Reproduce the entries word for word, starting with the line that contains "Crop-scouting request: mark the wreath" and continuing through the last line of the entries.

*RECORDS SUPPLIED*
####################

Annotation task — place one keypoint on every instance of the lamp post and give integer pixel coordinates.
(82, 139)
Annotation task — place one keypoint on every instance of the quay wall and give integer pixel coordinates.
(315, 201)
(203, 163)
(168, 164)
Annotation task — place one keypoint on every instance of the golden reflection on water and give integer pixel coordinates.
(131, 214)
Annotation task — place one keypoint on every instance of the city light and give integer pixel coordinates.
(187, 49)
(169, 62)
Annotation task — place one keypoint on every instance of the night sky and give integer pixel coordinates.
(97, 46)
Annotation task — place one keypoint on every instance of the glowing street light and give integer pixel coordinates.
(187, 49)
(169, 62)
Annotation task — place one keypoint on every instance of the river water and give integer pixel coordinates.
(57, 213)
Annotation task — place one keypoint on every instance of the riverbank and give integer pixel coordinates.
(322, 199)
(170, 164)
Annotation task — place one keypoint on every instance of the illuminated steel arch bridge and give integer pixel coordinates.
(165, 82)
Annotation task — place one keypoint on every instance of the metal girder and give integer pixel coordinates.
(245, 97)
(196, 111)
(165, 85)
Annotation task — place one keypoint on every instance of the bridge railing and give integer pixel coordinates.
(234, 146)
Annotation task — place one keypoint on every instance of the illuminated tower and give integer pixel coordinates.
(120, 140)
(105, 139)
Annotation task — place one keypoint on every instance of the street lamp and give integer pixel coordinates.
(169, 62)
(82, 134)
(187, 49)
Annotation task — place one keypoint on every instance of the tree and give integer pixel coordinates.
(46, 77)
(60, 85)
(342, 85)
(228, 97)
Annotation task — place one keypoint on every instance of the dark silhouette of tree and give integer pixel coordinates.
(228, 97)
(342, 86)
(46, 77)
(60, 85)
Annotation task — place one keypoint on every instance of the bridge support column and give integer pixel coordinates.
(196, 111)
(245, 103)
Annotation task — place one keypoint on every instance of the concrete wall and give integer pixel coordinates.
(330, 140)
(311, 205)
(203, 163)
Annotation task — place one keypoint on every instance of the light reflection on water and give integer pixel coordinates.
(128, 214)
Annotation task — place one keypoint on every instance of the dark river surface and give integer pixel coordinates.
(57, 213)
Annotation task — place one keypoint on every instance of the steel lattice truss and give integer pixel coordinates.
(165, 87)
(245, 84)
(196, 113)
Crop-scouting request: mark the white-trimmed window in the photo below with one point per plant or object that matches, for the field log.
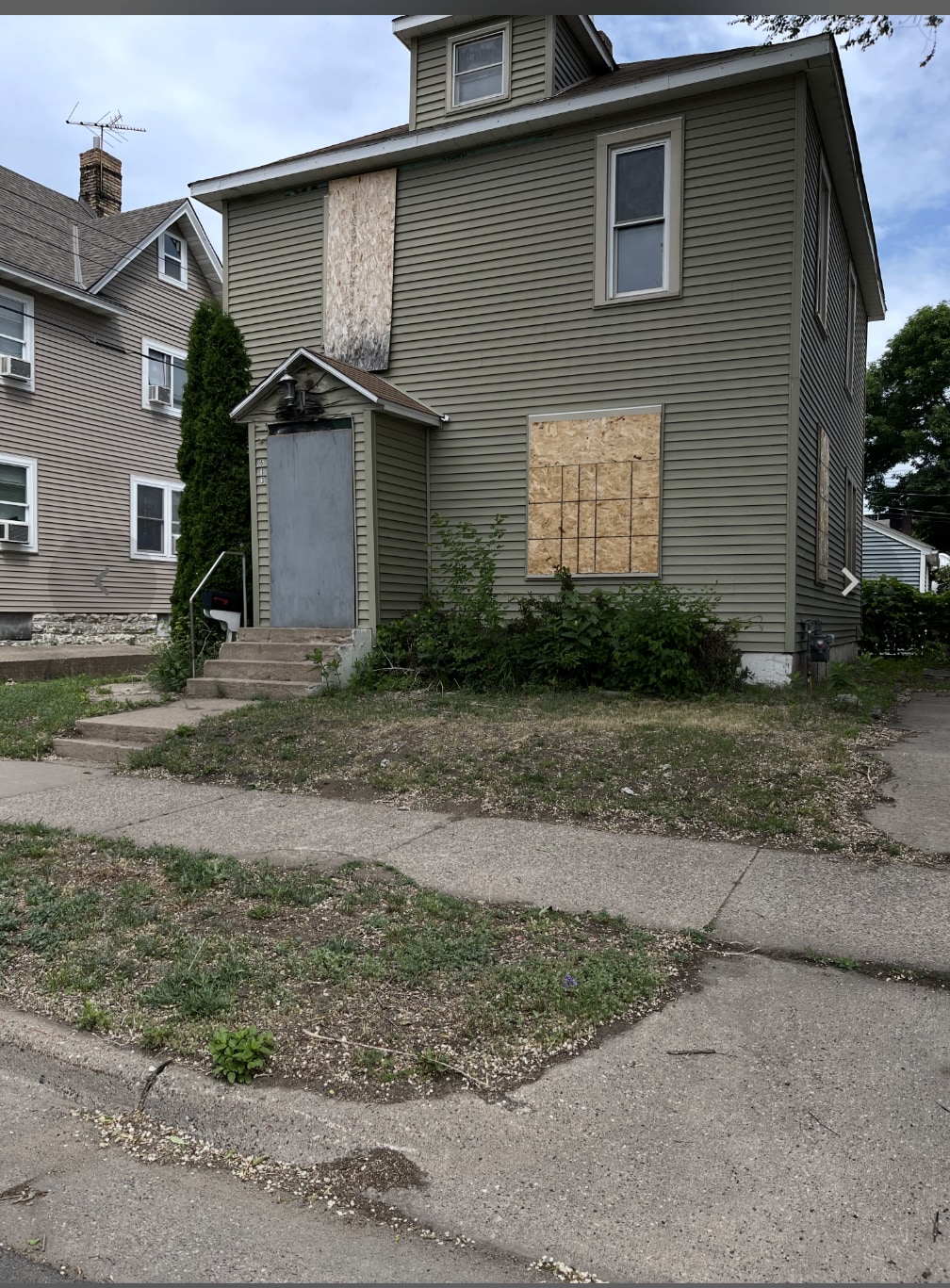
(851, 348)
(163, 378)
(638, 211)
(17, 504)
(155, 518)
(824, 236)
(16, 339)
(172, 259)
(480, 67)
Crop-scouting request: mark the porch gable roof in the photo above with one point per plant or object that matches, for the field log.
(370, 386)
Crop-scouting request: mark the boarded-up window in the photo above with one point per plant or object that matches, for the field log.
(358, 288)
(595, 494)
(823, 504)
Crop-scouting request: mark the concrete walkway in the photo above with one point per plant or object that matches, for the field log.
(770, 899)
(781, 1123)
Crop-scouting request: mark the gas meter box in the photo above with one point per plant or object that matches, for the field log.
(820, 646)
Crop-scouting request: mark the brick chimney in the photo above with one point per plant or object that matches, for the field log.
(101, 181)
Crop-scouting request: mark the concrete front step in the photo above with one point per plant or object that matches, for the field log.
(256, 651)
(265, 669)
(99, 751)
(221, 687)
(295, 634)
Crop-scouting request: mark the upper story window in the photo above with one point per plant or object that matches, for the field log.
(824, 232)
(480, 67)
(16, 339)
(638, 211)
(17, 504)
(163, 378)
(172, 259)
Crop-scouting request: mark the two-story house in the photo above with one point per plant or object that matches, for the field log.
(94, 312)
(624, 305)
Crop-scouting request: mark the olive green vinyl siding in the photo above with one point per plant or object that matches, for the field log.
(275, 253)
(401, 515)
(570, 65)
(494, 321)
(824, 403)
(85, 427)
(363, 474)
(528, 77)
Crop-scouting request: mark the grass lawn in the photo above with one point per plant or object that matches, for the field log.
(160, 946)
(34, 712)
(778, 767)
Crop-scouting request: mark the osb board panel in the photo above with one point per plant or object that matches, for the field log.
(358, 284)
(595, 495)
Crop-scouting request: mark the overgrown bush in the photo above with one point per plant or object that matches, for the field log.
(169, 666)
(898, 620)
(654, 639)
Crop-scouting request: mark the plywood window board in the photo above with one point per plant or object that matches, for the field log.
(595, 494)
(358, 288)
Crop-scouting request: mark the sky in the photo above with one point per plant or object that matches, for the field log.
(218, 94)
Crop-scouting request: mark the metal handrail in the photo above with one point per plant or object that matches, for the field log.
(202, 586)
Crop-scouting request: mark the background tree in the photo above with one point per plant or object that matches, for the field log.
(214, 511)
(861, 28)
(909, 424)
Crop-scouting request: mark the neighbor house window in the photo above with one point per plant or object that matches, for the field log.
(480, 66)
(16, 339)
(851, 351)
(163, 378)
(638, 213)
(17, 504)
(824, 232)
(155, 518)
(172, 259)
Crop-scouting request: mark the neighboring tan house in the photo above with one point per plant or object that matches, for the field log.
(623, 305)
(94, 312)
(891, 553)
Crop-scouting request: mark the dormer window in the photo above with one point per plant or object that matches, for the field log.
(172, 259)
(480, 67)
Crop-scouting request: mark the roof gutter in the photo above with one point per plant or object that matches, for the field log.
(81, 299)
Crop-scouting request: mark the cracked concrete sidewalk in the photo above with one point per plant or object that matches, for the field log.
(781, 1122)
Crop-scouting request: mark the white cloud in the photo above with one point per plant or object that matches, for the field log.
(224, 93)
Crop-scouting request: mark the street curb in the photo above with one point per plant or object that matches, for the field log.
(77, 1066)
(297, 1126)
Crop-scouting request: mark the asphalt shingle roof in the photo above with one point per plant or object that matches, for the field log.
(36, 227)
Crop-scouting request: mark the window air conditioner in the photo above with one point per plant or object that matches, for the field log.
(17, 368)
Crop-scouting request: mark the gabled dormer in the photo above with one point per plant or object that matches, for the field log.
(463, 66)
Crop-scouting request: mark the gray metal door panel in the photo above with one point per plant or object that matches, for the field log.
(312, 540)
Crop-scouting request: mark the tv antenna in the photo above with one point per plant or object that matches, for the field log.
(109, 122)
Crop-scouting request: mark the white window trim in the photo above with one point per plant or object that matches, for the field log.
(498, 28)
(169, 351)
(163, 274)
(824, 244)
(168, 487)
(28, 463)
(669, 132)
(28, 348)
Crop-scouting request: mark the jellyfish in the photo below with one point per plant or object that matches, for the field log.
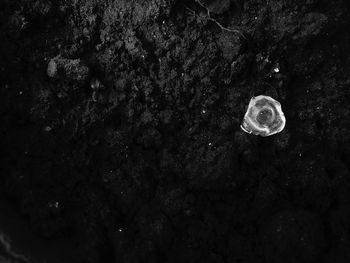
(264, 116)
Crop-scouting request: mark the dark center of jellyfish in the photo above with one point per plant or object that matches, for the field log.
(264, 116)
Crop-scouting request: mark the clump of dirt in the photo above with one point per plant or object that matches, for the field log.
(120, 127)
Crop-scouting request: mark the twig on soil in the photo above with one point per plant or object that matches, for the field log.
(208, 16)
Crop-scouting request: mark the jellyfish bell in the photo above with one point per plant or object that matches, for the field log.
(264, 116)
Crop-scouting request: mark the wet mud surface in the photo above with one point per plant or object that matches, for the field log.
(120, 131)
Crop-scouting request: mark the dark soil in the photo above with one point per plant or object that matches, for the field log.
(120, 137)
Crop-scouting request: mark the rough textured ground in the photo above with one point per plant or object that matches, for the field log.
(120, 130)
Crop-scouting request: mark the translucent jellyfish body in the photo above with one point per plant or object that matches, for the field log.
(264, 117)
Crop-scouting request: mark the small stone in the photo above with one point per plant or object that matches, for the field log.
(264, 117)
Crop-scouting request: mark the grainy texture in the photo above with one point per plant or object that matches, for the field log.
(130, 146)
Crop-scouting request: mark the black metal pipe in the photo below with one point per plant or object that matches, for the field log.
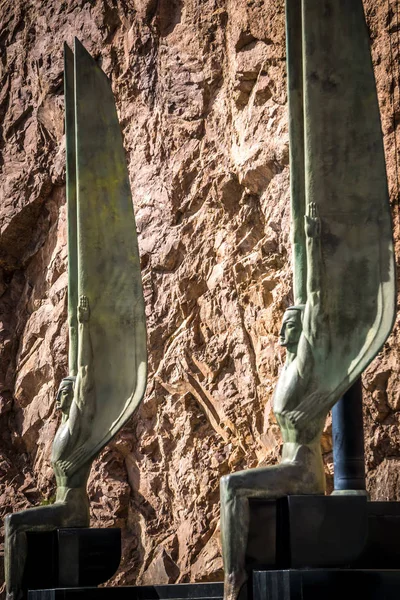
(348, 440)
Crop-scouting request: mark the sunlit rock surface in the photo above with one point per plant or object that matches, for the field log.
(201, 95)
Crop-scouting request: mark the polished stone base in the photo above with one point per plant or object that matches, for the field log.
(183, 591)
(326, 584)
(71, 557)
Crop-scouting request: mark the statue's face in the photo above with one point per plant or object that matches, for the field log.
(65, 395)
(290, 332)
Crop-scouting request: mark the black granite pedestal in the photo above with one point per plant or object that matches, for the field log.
(299, 548)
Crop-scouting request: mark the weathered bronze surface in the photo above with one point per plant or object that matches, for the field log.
(107, 356)
(343, 264)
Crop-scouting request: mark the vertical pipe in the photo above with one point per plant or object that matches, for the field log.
(348, 441)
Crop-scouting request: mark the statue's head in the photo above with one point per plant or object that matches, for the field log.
(291, 329)
(65, 394)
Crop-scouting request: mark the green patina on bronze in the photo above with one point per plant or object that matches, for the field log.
(107, 354)
(343, 260)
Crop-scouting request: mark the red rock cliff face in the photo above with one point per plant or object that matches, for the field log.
(200, 89)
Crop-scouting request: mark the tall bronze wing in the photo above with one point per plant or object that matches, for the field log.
(103, 252)
(337, 160)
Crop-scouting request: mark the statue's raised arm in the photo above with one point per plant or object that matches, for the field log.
(107, 355)
(343, 260)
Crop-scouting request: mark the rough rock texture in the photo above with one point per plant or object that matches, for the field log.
(200, 88)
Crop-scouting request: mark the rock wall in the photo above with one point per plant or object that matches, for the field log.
(201, 95)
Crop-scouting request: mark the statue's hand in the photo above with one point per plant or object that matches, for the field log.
(312, 222)
(83, 309)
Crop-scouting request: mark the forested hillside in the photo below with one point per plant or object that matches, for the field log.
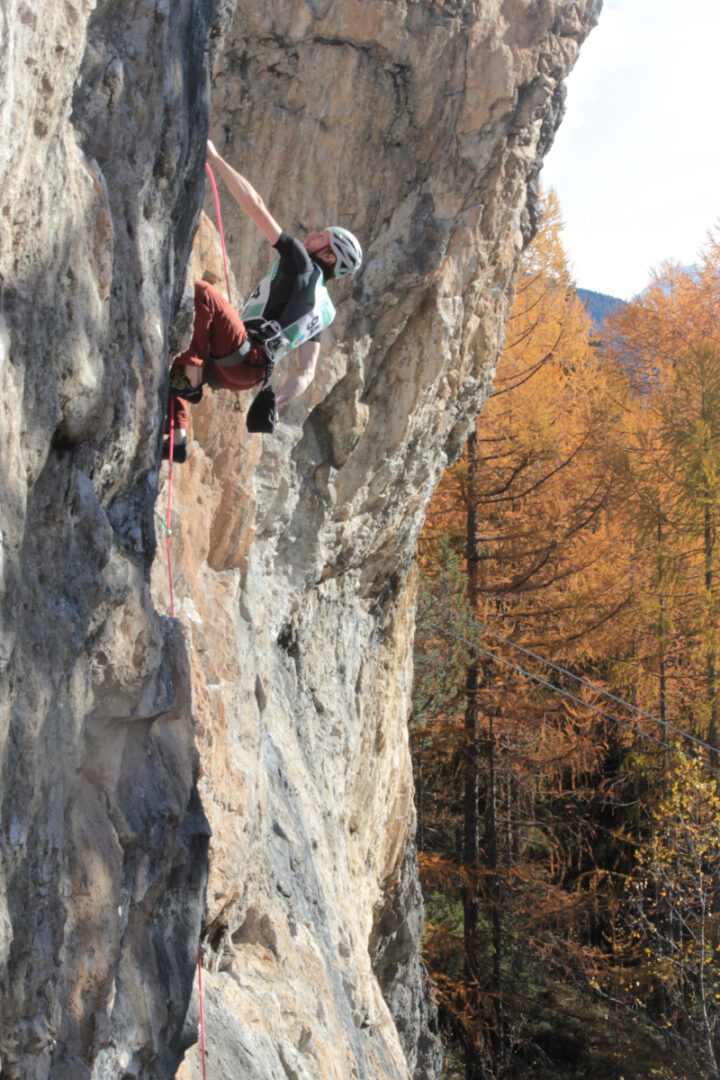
(566, 723)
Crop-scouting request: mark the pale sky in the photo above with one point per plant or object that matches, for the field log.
(636, 162)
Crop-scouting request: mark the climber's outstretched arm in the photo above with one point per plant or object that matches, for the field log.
(298, 380)
(243, 191)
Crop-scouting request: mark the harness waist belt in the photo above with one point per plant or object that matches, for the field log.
(235, 358)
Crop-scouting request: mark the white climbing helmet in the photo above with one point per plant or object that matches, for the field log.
(347, 250)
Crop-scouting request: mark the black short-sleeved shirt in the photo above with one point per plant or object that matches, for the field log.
(291, 292)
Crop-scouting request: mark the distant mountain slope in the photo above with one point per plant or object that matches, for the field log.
(599, 305)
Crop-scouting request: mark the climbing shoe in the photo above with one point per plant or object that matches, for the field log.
(179, 450)
(180, 386)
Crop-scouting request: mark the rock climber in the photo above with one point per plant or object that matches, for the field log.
(286, 312)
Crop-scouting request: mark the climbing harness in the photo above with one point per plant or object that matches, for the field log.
(202, 1009)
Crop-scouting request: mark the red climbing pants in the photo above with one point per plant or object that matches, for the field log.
(217, 332)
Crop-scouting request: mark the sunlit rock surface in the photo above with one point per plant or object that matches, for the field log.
(273, 710)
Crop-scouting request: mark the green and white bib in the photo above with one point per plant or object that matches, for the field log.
(307, 326)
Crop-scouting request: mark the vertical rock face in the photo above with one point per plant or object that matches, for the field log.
(274, 709)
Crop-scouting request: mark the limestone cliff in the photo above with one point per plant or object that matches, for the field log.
(272, 711)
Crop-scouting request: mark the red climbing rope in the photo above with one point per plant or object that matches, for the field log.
(168, 532)
(202, 1011)
(219, 226)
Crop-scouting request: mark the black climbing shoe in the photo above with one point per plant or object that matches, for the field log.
(179, 450)
(180, 386)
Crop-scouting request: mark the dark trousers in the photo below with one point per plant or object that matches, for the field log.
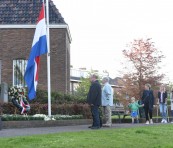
(147, 111)
(96, 116)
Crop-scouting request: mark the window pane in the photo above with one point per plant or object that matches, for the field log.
(19, 67)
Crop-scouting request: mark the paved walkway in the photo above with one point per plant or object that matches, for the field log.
(46, 130)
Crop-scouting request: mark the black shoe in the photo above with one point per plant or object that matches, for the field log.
(95, 127)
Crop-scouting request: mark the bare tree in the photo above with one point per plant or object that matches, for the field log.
(143, 67)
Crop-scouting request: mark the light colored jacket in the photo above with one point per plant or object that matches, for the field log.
(171, 99)
(107, 95)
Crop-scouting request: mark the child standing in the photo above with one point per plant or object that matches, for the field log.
(134, 107)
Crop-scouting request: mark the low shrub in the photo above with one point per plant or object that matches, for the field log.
(37, 108)
(6, 117)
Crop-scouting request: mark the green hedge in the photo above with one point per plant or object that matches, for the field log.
(57, 98)
(62, 109)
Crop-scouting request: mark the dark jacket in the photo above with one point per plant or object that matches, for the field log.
(148, 98)
(164, 96)
(94, 94)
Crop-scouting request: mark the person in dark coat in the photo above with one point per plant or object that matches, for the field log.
(94, 100)
(148, 100)
(162, 101)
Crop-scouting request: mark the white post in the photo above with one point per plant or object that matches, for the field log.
(48, 59)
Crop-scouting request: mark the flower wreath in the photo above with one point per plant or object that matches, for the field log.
(19, 99)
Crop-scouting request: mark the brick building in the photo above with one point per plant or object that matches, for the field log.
(17, 26)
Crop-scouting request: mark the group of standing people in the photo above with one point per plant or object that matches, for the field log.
(98, 96)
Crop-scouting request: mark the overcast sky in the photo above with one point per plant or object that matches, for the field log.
(101, 29)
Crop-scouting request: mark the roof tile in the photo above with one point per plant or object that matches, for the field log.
(26, 12)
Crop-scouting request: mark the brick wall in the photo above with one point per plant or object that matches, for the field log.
(16, 44)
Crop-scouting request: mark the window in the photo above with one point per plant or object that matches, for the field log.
(19, 67)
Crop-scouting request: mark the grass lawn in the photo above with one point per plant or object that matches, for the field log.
(157, 136)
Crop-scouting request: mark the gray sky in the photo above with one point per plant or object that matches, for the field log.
(101, 29)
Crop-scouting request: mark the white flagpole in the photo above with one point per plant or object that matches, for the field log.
(48, 59)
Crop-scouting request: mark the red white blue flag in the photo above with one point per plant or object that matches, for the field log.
(39, 47)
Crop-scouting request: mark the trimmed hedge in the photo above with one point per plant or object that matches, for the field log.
(37, 108)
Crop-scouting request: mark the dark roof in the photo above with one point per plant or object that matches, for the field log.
(26, 12)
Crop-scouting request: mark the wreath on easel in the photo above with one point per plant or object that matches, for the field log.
(19, 99)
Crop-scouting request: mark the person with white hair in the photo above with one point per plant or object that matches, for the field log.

####################

*COMPLETE OUTPUT*
Crop-scouting request: mark the wreath on easel in the photo above with one point per plant or object that matches, for the field log.
(19, 99)
Crop-scouting request: mark the person with white hair in the photo above with one point per plant or object that matches, for the field log.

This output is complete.